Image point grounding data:
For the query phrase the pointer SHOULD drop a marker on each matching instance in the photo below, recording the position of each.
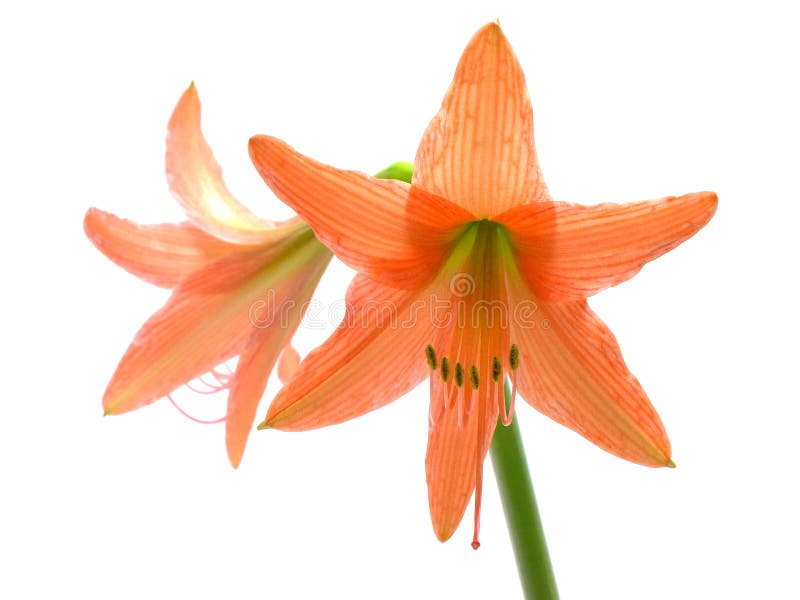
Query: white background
(633, 100)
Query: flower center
(472, 352)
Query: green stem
(522, 514)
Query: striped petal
(258, 359)
(195, 179)
(569, 251)
(386, 229)
(160, 254)
(478, 151)
(456, 452)
(571, 369)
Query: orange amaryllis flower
(471, 274)
(240, 286)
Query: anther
(497, 369)
(445, 369)
(458, 376)
(473, 377)
(430, 354)
(513, 357)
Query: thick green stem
(522, 514)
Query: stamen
(474, 379)
(190, 417)
(507, 411)
(513, 357)
(459, 375)
(497, 369)
(430, 355)
(445, 369)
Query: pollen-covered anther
(507, 412)
(430, 356)
(497, 369)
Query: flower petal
(252, 372)
(451, 461)
(571, 369)
(374, 357)
(478, 151)
(572, 251)
(386, 229)
(160, 254)
(195, 179)
(209, 318)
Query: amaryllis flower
(240, 286)
(471, 274)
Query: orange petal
(287, 364)
(196, 180)
(161, 254)
(386, 229)
(209, 318)
(572, 251)
(374, 357)
(258, 359)
(571, 369)
(452, 457)
(252, 372)
(478, 151)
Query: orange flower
(471, 274)
(240, 285)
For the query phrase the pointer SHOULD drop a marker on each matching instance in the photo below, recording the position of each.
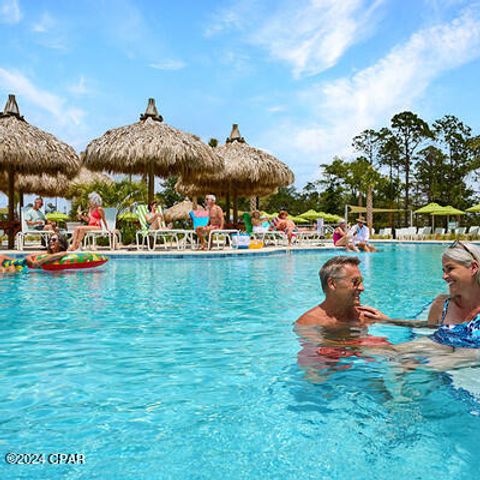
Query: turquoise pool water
(187, 368)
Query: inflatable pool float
(75, 261)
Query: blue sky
(301, 77)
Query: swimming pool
(187, 368)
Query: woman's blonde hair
(464, 253)
(95, 199)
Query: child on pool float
(57, 249)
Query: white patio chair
(220, 238)
(424, 232)
(22, 235)
(473, 232)
(113, 235)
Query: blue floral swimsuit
(462, 335)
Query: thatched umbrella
(27, 149)
(248, 171)
(151, 147)
(179, 211)
(53, 185)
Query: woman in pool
(457, 315)
(341, 237)
(56, 249)
(94, 219)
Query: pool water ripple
(187, 368)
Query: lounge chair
(111, 233)
(473, 232)
(26, 231)
(164, 237)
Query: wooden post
(235, 208)
(227, 207)
(11, 207)
(370, 209)
(151, 182)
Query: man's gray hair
(333, 268)
(464, 253)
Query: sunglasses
(458, 243)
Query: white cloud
(10, 11)
(45, 24)
(312, 35)
(340, 109)
(169, 65)
(80, 87)
(17, 83)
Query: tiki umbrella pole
(227, 206)
(151, 182)
(235, 207)
(11, 206)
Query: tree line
(405, 165)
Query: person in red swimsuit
(94, 219)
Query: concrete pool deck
(270, 250)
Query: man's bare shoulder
(314, 316)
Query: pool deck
(270, 250)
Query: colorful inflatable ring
(74, 261)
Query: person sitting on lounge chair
(36, 220)
(154, 217)
(260, 222)
(215, 220)
(286, 225)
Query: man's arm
(379, 317)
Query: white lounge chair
(473, 232)
(26, 231)
(113, 235)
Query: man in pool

## [What needs to be done]
From the first record above to the last, output each one exactly and omit the pictures.

## [Answer for the task]
For the query phrase the pointer SHOULD drop a marker on each matching instance in the photo below, recording the position of each.
Query: white background
(633, 100)
Query: flower center
(472, 352)
Query: green stem
(522, 514)
Query: striped petal
(258, 359)
(195, 179)
(569, 251)
(386, 229)
(160, 254)
(478, 151)
(456, 452)
(571, 369)
Query: orange amaryllis flower
(471, 274)
(240, 286)
Query: anther
(497, 369)
(445, 369)
(458, 376)
(473, 377)
(430, 354)
(513, 357)
Query: thick green stem
(522, 514)
Query: stamen
(474, 379)
(190, 417)
(507, 411)
(513, 357)
(459, 375)
(497, 369)
(430, 355)
(445, 369)
Query: pollen-covered anther
(507, 412)
(430, 356)
(497, 369)
Query: flower petal
(252, 372)
(451, 461)
(571, 369)
(374, 357)
(478, 151)
(572, 251)
(386, 229)
(160, 254)
(195, 179)
(209, 318)
Query: amaryllis flower
(240, 286)
(471, 274)
Query: orange petal
(287, 364)
(196, 180)
(161, 254)
(386, 229)
(209, 318)
(572, 251)
(374, 357)
(258, 359)
(571, 369)
(452, 457)
(252, 372)
(478, 151)
Query: orange flower
(471, 274)
(240, 285)
For the query phrase the pointer SHOULD drop a marker on each matching instance in the photo below, recording the position of each.
Query: turquoise pool water
(187, 368)
Query: inflatable pool float
(75, 261)
Query: blue sky
(301, 77)
Query: swimming pool
(187, 368)
Query: woman's blonde hair
(464, 253)
(95, 199)
Query: child on pool float
(57, 249)
Query: white patio chair
(220, 238)
(424, 232)
(22, 235)
(473, 232)
(113, 235)
Query: blue floral swimsuit
(462, 335)
Query: thatched umbrella
(27, 149)
(248, 171)
(151, 147)
(179, 211)
(53, 185)
Query: woman in pool
(457, 315)
(341, 237)
(56, 249)
(94, 219)
Query: pool water ripple
(187, 368)
Query: lounge chair
(111, 233)
(473, 232)
(26, 231)
(164, 237)
Query: wooden post
(235, 208)
(227, 207)
(11, 207)
(370, 209)
(151, 182)
Query: man's gray hair
(333, 268)
(464, 253)
Query: sunglasses
(458, 243)
Query: white cloud
(10, 11)
(45, 24)
(312, 35)
(340, 109)
(169, 65)
(80, 87)
(17, 83)
Query: tiki umbrella pole
(227, 206)
(151, 182)
(235, 207)
(11, 206)
Query: tree line
(405, 165)
Query: person in red swimsuit
(94, 219)
Query: concrete pool deck
(270, 250)
Query: man's bare shoulder
(314, 316)
Query: pool deck
(270, 250)
Query: colorful inflatable ring
(74, 261)
Query: person sitting on lounge chair
(36, 220)
(154, 217)
(260, 222)
(215, 220)
(286, 225)
Query: man's arm
(379, 317)
Query: white lounge chair
(473, 232)
(26, 231)
(113, 235)
Query: man in pool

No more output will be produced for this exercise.